Kim en convient, ajoutant que les enfants noirs, par exemple, ont plus de risques que les enfants blancs d’être suspendus ou expulsés des écoles pour certains problèmes et que cela augmente la probabilité que les enfants noirs finissent par se retrouver aux prises avec le système de justice criminelle. C’est l’une des raisons pour lesquelles AJO a financé le TAIBU Health Centre en partenariat avec le Rexdale Health Centre, dans l’objectif d’encourager les jeunes Noirs à rester à l’école.
Pour ceux qui sont déjà dans le système de justice, cependant, AJO a financé des rapports d’évaluation culturelle dans une affaire établissant un précédent.
« Ces rapports permettent à la défense de dresser une image complète de l’accusé, explique Kim. L’avocat de la défense présente l’histoire de l’accusé et le rôle que le racisme systémique aurait pu avoir sur ses actes. »
Sensibilisation
Les rapports d’évaluation culturelle sont un bon départ.
Anthony pense que lorsque les gens commencent à parler de l’histoire des Noirs et qu’ils entendent des récits vécus, ils comprennent mieux comment modifier leurs approches et habitudes personnelles et recadrer les politiques et procédures.
« En lisant les statistiques socio‑systémiques sur la marginalisation des Noirs, il ne fait pas de doute qu’elles sont le résultat de l’esclavage. (L’esclavage) a peut‑être disparu depuis longtemps, mais son héritage perdure dans les services policiers, les services de bien‑être de l’enfance et le système éducatif. »
Kim se sert des problèmes existant dans le système de mise en liberté sous caution pour illustrer les arguments d’Anthony.
« À AJO, nos recherches ont démontré que lorsqu’on examine qui obtient une mise en liberté sous caution et qui ne l’obtient pas, on distingue une séparation raciale. Les Noirs ont moins de chances d’obtenir une mise en liberté sous caution que des Blancs accusés des mêmes infractions et ayant des antécédents semblables, affirme‑t‑elle. Et si un Noir se voit accorder un cautionnement, les conditions qui lui sont imposées sont souvent plus nombreuses et lourdes que pour des Blancs. Il y a un autre problème sur lequel se penche AJO dans le cadre d’un projet pilote qui vise à faire respecter le principe de l’échelle. »

• [CONSIGNES DE TÂCHE]: Poursuivez le texte sur le racisme systémique dans le système de justice en reprenant juste après sa dernière phrase.

Données d'annotation par points
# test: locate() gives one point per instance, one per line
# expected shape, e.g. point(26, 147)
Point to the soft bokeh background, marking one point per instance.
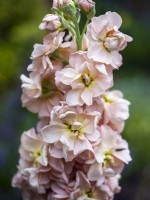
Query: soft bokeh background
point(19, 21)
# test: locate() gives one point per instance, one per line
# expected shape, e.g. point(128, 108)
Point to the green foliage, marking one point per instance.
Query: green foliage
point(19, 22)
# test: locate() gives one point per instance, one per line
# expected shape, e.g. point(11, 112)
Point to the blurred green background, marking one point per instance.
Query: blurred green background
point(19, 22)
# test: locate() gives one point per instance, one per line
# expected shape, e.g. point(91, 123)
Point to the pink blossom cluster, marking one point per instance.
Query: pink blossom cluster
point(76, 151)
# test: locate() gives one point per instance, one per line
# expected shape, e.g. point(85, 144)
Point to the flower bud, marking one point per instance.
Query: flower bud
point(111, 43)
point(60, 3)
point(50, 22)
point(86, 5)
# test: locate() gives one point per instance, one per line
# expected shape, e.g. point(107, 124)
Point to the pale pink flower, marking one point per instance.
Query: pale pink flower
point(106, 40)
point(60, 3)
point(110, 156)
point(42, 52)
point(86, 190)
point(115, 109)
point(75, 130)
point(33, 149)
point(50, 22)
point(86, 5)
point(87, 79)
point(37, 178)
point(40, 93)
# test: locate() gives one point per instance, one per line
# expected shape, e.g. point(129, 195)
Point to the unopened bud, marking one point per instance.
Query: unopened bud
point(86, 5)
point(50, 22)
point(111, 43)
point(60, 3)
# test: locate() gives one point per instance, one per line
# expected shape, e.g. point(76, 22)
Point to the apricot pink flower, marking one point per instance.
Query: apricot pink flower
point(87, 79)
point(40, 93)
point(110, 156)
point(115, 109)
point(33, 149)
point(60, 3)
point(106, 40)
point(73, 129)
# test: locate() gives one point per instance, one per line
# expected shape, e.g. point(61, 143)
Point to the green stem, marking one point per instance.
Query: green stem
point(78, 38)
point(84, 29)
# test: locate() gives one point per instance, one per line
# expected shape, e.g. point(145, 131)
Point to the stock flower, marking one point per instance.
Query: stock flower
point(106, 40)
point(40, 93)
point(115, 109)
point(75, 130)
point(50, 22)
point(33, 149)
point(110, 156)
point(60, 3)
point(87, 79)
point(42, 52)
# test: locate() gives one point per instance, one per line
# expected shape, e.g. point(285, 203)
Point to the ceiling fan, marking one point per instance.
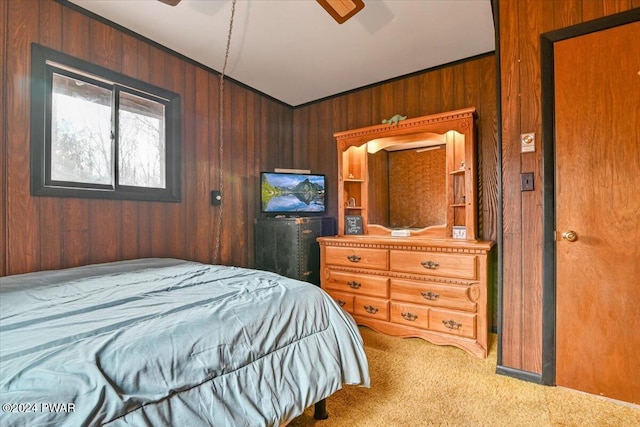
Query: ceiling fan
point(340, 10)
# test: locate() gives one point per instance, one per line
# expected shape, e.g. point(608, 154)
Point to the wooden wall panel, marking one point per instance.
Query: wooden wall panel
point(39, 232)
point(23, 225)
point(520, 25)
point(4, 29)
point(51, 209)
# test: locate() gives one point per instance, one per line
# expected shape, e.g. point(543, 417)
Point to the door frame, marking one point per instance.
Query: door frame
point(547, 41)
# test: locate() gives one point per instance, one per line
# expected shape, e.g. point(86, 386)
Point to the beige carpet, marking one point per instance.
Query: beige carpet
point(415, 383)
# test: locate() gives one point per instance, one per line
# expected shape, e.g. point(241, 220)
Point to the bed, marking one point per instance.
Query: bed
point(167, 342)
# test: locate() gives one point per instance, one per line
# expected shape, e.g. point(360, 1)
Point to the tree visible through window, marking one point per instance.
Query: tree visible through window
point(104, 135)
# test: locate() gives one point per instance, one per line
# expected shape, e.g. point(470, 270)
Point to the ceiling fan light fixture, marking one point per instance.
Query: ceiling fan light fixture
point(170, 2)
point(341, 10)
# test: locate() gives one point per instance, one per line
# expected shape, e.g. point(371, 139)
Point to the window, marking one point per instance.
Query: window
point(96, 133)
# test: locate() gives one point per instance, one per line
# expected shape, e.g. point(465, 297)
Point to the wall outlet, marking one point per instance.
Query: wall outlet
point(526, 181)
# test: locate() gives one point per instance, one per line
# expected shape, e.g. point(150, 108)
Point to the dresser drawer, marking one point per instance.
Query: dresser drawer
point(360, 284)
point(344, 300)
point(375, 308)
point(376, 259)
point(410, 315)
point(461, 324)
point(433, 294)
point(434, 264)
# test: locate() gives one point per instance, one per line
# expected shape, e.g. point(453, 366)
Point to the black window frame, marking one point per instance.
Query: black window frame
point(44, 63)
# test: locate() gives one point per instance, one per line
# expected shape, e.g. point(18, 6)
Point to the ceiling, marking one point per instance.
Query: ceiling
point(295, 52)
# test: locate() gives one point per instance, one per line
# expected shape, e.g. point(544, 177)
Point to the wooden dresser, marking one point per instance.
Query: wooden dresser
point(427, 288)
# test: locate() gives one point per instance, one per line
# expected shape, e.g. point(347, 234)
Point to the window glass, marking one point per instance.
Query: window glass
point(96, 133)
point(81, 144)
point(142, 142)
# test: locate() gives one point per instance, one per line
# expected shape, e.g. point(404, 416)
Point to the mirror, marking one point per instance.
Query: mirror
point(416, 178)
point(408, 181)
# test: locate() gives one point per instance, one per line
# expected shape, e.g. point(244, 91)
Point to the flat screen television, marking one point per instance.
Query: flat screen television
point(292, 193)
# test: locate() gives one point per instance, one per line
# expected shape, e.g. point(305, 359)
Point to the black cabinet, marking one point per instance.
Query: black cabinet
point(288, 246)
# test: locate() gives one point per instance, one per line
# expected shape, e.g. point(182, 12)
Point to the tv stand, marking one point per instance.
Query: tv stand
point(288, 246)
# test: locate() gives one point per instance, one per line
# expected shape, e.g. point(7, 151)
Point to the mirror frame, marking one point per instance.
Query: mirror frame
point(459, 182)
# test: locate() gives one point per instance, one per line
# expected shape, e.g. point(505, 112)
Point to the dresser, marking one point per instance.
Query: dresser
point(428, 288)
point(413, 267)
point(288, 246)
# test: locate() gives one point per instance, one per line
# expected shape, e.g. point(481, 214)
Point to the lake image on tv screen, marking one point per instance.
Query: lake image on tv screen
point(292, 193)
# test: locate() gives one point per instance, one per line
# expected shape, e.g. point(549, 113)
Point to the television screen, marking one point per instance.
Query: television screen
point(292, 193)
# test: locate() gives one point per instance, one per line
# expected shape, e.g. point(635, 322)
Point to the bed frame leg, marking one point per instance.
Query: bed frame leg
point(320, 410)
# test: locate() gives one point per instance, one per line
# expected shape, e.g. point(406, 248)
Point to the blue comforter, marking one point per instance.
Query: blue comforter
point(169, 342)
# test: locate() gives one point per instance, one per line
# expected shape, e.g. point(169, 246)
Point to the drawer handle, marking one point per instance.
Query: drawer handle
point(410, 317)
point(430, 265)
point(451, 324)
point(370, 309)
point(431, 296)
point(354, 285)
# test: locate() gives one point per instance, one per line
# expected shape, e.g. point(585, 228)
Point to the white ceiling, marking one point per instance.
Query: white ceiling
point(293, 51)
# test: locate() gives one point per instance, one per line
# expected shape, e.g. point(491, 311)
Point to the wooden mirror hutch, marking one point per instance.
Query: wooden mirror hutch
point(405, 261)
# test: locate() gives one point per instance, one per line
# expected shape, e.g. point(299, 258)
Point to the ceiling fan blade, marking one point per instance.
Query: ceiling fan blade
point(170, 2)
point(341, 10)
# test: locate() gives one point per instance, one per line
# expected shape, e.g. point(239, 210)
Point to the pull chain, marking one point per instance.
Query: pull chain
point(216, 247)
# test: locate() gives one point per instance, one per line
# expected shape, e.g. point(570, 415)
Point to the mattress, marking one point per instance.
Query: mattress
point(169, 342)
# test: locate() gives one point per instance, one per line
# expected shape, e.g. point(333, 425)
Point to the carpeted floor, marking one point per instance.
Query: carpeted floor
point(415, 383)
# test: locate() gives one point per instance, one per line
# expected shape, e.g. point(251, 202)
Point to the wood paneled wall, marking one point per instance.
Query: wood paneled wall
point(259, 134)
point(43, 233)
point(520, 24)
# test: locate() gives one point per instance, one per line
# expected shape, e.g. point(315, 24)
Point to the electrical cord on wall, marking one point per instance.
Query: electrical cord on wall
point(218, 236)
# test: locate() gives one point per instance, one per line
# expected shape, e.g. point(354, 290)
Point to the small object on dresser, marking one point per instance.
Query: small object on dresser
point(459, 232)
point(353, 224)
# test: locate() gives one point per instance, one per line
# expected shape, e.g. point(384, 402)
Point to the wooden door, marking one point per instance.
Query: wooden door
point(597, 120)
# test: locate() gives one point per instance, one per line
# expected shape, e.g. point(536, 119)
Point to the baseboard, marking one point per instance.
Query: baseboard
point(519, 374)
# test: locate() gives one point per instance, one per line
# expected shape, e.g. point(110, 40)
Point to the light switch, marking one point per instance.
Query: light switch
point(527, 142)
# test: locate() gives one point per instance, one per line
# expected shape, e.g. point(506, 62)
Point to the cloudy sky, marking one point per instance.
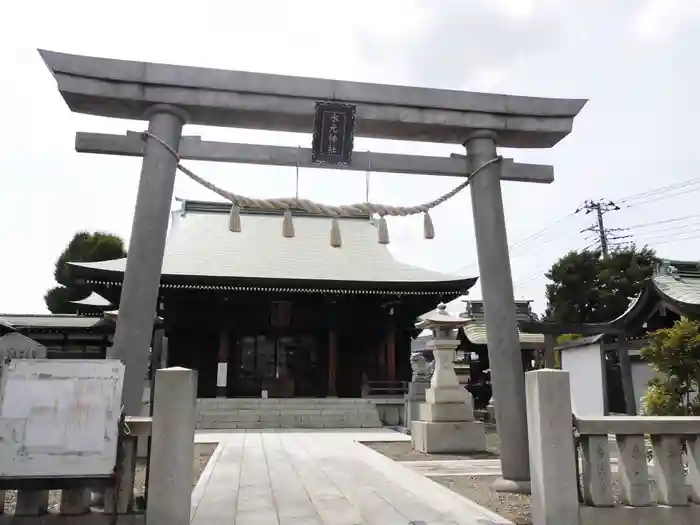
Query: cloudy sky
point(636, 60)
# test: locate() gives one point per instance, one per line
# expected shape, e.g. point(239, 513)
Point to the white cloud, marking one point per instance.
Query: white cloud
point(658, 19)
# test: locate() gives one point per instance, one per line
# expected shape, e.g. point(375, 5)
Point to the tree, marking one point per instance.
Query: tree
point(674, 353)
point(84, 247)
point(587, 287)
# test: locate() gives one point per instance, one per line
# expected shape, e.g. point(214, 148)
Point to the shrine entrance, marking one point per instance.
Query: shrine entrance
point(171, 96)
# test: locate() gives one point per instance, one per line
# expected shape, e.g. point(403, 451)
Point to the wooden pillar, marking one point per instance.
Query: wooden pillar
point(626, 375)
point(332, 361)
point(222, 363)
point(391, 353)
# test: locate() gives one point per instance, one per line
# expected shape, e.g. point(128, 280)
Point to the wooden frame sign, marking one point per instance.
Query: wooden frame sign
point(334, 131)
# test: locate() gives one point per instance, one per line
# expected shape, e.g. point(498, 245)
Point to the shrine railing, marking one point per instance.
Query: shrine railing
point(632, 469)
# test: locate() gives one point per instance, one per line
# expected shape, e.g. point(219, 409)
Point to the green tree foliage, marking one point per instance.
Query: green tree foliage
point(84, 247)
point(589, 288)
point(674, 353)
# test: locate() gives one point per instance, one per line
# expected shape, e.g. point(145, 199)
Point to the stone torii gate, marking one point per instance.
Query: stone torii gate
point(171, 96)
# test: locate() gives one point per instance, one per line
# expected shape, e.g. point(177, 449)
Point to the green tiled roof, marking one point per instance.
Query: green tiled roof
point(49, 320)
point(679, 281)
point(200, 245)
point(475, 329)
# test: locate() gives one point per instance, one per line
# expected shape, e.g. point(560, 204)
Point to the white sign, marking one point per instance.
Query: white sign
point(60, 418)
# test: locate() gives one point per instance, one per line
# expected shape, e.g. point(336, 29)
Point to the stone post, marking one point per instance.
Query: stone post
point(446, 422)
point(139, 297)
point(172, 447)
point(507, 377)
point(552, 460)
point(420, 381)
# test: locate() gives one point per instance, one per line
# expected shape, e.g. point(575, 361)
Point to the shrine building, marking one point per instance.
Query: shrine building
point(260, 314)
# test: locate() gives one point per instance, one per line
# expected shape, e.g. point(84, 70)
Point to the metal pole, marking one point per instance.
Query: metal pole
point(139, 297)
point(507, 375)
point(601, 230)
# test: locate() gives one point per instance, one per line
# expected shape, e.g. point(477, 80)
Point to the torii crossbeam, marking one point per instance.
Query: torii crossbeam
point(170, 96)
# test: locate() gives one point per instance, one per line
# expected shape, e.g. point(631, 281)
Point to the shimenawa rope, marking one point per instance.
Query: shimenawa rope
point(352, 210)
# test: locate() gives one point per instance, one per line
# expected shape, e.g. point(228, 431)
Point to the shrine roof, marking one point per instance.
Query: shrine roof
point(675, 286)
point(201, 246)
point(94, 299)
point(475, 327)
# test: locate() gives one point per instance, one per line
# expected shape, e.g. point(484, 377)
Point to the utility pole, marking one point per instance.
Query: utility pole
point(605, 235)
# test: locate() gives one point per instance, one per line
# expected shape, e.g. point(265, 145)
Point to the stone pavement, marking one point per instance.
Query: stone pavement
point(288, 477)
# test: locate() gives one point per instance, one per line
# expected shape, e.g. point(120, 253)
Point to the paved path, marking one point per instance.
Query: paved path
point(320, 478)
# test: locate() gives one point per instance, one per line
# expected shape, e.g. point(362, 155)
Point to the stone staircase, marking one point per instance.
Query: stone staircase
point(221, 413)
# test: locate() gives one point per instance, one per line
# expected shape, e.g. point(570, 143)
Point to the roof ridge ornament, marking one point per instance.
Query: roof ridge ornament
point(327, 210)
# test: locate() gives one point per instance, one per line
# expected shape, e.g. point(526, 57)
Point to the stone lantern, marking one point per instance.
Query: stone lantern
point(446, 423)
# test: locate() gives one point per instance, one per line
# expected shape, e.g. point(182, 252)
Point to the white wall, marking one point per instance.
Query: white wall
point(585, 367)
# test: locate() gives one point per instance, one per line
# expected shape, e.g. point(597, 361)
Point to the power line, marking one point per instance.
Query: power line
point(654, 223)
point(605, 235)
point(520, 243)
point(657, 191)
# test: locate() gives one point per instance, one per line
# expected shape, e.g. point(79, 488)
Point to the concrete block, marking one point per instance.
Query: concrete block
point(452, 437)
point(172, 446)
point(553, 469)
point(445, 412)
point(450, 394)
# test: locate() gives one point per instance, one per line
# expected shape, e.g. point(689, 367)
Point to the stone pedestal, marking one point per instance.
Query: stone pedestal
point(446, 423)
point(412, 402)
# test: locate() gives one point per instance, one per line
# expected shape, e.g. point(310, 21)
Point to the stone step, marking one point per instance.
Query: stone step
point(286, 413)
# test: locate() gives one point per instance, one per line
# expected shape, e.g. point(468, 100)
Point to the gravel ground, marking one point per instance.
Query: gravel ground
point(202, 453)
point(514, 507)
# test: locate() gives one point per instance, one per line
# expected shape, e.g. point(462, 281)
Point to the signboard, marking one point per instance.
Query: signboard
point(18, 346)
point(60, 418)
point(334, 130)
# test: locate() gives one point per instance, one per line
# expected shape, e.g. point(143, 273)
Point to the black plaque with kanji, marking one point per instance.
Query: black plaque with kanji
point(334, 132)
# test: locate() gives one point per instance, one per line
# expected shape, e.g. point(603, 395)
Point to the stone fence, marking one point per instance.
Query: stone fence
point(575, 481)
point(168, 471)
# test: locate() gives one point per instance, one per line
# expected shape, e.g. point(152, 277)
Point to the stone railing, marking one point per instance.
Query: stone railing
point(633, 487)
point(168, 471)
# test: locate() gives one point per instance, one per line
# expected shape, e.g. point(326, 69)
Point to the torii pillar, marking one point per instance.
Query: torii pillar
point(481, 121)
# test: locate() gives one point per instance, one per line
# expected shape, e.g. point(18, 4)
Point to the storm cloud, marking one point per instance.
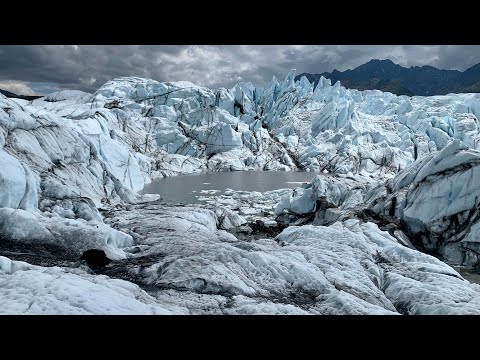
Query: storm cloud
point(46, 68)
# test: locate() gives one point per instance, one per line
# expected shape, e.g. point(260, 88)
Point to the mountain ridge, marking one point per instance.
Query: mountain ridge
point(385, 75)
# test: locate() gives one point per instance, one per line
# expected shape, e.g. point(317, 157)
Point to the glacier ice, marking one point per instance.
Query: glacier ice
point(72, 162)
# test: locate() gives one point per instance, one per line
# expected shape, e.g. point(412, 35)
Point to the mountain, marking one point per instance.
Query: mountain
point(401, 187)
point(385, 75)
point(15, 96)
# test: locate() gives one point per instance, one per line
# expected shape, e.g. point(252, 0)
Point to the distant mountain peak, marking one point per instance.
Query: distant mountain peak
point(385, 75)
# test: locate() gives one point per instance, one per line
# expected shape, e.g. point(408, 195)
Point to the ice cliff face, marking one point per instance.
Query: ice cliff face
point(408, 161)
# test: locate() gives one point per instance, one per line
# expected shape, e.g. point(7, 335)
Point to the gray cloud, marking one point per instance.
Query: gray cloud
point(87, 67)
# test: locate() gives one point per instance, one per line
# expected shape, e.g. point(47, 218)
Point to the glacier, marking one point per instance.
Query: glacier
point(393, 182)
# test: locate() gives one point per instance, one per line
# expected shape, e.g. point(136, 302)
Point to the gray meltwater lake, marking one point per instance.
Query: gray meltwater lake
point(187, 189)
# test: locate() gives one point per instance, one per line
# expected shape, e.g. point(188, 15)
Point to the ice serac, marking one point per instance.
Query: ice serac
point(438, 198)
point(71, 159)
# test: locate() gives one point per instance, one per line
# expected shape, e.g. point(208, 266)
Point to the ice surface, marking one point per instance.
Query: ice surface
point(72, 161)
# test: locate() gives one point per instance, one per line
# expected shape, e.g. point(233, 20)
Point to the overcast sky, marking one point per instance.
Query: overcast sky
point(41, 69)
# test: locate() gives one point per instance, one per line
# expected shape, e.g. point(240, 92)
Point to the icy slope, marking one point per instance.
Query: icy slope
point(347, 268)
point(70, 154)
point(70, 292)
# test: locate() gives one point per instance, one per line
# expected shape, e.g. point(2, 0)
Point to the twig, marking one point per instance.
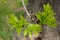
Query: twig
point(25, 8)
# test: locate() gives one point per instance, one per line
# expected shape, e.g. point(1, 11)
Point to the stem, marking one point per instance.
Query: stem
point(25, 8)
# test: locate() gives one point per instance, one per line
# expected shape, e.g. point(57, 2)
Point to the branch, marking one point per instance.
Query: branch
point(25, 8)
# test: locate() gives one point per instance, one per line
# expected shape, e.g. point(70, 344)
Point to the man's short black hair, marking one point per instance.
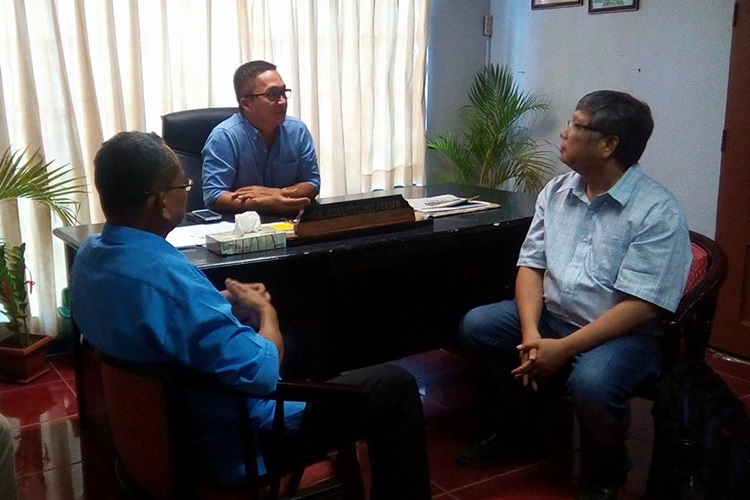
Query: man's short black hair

• [RÉSULTAT PRODUIT]:
Jurisprudence choisie qui porte sur le sujet du racisme anti‑Noirs
Pour des avocats qui ont des clients de race noire, Anthony estime que l’éducation est primordiale.
« Il y a trop d’avocats qui interagissent avec des clients noirs ou des familles de clients noirs sans être au courant des affaires qui ont eu un impact sur les communautés noires », explique Anthony.
Il signale des décisions dans lesquelles les tribunaux ont énoncé des « définitions très solides et détaillées du racisme anti‑Noirs. »
« Pour qu’un avocat réussisse, il doit passer en revue la jurisprudence dans laquelle des juges ont défini le racisme anti‑Noirs et les formes que ce racisme prend dans la société canadienne, a précisé Anthony Morgan. C’est une excellente façon pour les avocats d’obtenir un contexte approprié. »
Renseignements
- R. v. Parks, 1993
- R. v. S., 1997
- R. v. Borde, 2003
- R. v. Hamilton, 2004
- R. v. Spence, 2007
- R. v. Reid, 2016
- R. v. Morris, 2018
- R. v. Jackson, 2018
- Action Plan to Confront Anti Black Racism (en anglais seulement)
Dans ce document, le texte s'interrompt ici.